Record excerpts:

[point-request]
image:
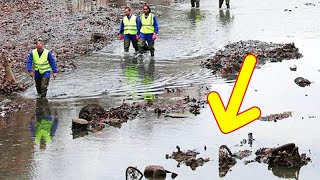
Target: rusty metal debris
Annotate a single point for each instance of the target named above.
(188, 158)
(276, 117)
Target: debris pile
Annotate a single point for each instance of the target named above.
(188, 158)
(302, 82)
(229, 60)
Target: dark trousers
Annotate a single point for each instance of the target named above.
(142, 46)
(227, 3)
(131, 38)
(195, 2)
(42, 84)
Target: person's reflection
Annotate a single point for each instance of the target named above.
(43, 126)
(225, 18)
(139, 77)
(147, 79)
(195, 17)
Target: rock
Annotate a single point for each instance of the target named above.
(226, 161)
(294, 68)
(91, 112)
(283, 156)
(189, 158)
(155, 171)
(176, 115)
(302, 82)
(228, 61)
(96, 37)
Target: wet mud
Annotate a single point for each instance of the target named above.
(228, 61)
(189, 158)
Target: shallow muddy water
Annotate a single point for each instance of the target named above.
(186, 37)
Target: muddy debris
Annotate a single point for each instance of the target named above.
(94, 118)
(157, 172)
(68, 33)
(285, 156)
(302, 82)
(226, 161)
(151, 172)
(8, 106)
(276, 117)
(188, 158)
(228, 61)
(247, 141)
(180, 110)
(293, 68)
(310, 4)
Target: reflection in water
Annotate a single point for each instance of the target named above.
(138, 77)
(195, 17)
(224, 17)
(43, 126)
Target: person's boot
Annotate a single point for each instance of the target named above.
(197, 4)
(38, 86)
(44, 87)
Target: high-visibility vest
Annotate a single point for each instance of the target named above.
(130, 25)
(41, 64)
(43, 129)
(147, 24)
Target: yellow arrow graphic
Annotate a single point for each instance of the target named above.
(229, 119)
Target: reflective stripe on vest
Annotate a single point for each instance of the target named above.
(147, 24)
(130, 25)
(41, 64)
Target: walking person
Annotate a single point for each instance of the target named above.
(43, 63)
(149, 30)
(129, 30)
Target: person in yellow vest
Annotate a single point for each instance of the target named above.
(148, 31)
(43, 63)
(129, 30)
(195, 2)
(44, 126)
==
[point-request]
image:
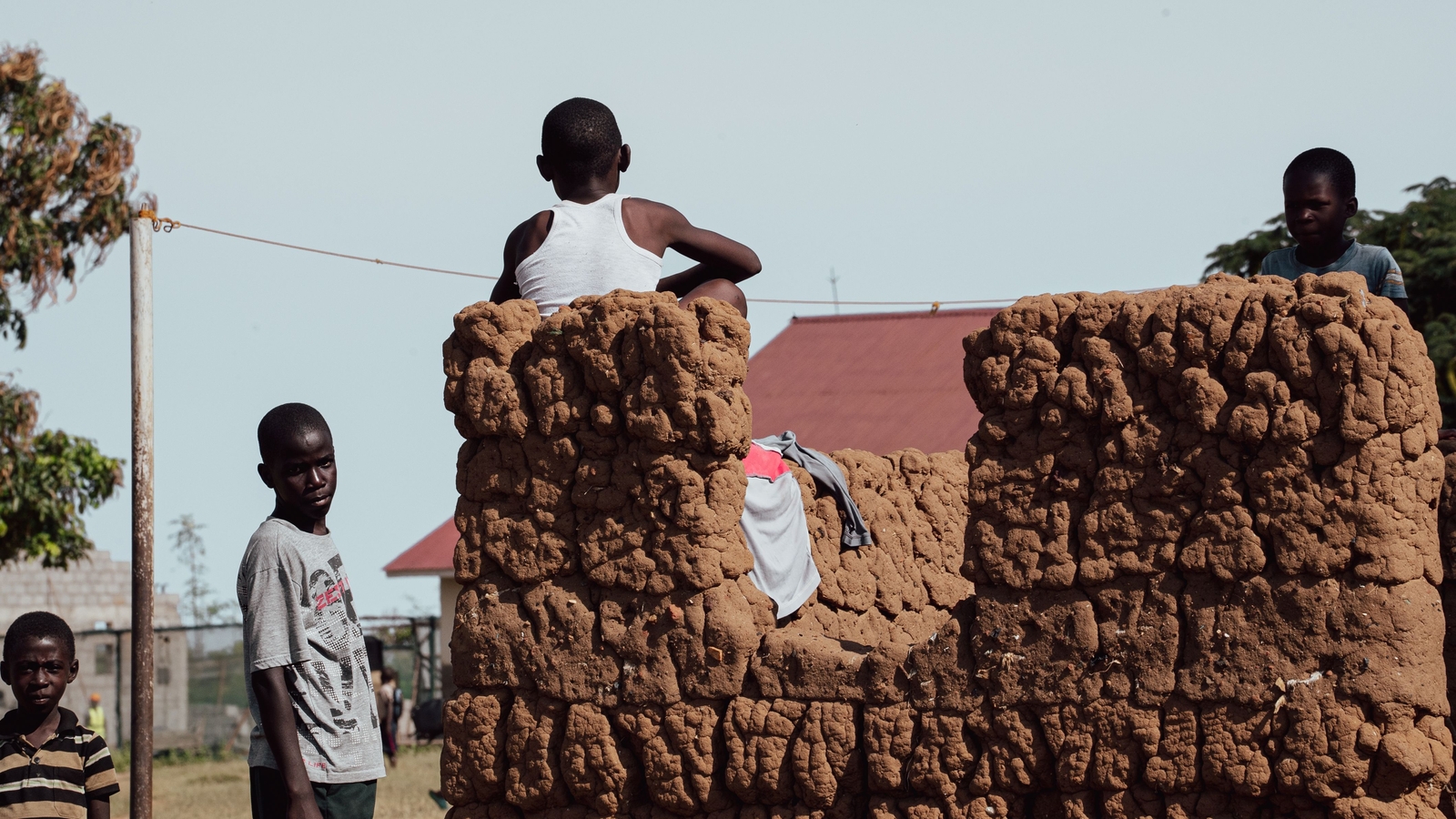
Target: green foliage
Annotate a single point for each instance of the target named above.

Stated exercise:
Locate each line of the records that contains the string "reflection", and copy those lines.

Correct answer:
Target: person's reflection
Target: reflection in water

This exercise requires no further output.